Quote all of the items below word for word, leaving the picture out of your answer.

--------------------

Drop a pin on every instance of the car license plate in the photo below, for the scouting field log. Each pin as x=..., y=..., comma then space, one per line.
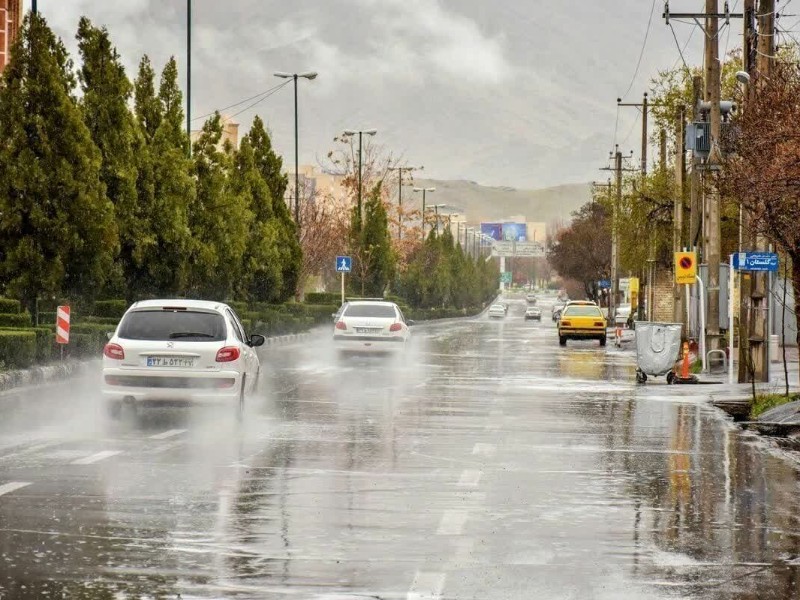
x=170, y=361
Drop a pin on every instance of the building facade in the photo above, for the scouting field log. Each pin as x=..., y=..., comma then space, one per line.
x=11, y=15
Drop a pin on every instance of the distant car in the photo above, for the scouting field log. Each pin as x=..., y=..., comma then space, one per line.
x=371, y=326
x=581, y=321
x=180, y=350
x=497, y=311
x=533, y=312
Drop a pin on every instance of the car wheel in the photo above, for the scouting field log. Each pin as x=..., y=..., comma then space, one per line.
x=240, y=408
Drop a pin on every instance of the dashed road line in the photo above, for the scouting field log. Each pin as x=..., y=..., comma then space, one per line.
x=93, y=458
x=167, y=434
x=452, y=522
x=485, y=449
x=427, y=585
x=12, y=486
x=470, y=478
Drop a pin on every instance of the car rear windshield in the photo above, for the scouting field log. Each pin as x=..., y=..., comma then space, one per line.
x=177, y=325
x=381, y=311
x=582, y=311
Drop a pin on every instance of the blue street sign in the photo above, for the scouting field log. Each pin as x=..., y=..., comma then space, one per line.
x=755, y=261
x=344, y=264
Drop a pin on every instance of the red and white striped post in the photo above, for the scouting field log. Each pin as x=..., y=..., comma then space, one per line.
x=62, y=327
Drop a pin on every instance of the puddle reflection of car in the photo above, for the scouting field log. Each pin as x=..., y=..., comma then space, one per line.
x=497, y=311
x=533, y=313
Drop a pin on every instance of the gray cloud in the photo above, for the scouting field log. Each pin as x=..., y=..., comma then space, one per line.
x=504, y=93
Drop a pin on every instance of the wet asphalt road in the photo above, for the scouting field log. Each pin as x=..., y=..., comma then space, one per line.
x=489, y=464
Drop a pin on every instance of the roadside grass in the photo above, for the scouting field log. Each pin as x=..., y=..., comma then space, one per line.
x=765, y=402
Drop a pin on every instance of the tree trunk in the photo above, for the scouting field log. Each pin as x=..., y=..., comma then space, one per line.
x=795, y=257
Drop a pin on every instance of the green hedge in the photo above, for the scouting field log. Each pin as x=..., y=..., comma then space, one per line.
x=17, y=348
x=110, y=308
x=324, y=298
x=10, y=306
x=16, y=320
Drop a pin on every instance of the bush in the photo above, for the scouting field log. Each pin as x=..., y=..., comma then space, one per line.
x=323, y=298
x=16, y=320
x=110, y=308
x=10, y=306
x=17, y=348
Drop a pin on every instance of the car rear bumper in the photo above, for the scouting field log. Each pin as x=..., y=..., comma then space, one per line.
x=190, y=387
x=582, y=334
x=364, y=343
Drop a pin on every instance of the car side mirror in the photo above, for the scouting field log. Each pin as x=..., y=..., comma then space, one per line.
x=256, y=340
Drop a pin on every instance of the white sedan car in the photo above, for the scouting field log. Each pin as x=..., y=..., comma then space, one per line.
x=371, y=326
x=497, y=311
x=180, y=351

--------------------

Answer for the task
Drop a pin on every instance of the car license plate in the photo below, for the scouting field log. Each pin as x=..., y=..., comma then space, one per line.
x=170, y=361
Drop a pin on every instance of the building facade in the photo above, for the scouting field log. Each pin as x=..., y=..., comma then space, one per line.
x=11, y=15
Drop a pin on every instance of the distant car in the photo above, for the scouting field log. Each pin as x=..., y=..., comma then space, one per line.
x=371, y=326
x=581, y=321
x=180, y=350
x=497, y=311
x=533, y=312
Drop a pin on every instance of the car wheel in the photo above, for the scouting field log. Each pin as x=..., y=..., comma then space, one per line.
x=240, y=408
Drop a pin on every instance of the dashed road line in the photo above, for the scouting field log. Each pin as x=..., y=..., comma then space, one per line.
x=93, y=458
x=167, y=434
x=452, y=522
x=485, y=449
x=427, y=585
x=12, y=486
x=470, y=478
Drop a pin on every instance of the car rear windshield in the photo above, for the scouting field log. Each pin as x=..., y=..., comma then space, one per line.
x=177, y=325
x=381, y=311
x=582, y=311
Drop a pin on every instance of the blue street sign in the photo above, for the scouting field log. Each pin as x=..., y=..., comma then space, one per line.
x=755, y=261
x=344, y=264
Drop a pin on every instance of the red and white striped post in the photo above, for the scouting field log. Each pin as x=..., y=..., comma then space, one per line.
x=62, y=327
Drop a pin on every instance of the puddle reflection of car in the photo above, for the scouting field log. Each pin as x=..., y=..., comma then space, one per line.
x=497, y=311
x=533, y=313
Drop a pin on every instance of the gray cloud in the photo above, for the scouting field log. Each pin as x=..., y=..., comma then space, one per line.
x=504, y=93
Drop a pin on every instance of the wet asphalt road in the photo above, for the scouting field log. Each pin as x=..., y=..., comma then space, one per line.
x=489, y=464
Drop a pin on every instance of the roadside grass in the photo above, for the scouting field log. Each pin as x=..., y=..., comma then space, one per line.
x=765, y=402
Drop a pin on every instance of the tree trunk in the photo above, for the scouting field log. Each pin as x=..., y=..., comma then space, one per line.
x=795, y=257
Drop a pin on every instance of the green hedge in the photo above, for the scouting field log. Each pin as x=..., y=..., comma then space, one per line.
x=17, y=348
x=110, y=308
x=324, y=298
x=10, y=306
x=16, y=320
Drop a pin on every instance of the bush in the photo above, for the scouting field log. Each pin as x=..., y=..., comma then space, one per line.
x=323, y=298
x=16, y=320
x=110, y=308
x=10, y=306
x=17, y=348
Drop a pin on every instance of the car rear bumper in the photo above, for the scouting field log. Each pin as x=..., y=..., comma then space, one per line.
x=190, y=387
x=582, y=334
x=364, y=343
Drop a pin on every instance of the car side mirror in the photo above, for the scouting field log. Each pin as x=..., y=..., comma then space, one per line.
x=256, y=340
Drop a pin on every instance of the white sedan car in the photo above, for the scouting field log. Each pin as x=..., y=..., comma then space, one per line.
x=371, y=326
x=497, y=311
x=180, y=351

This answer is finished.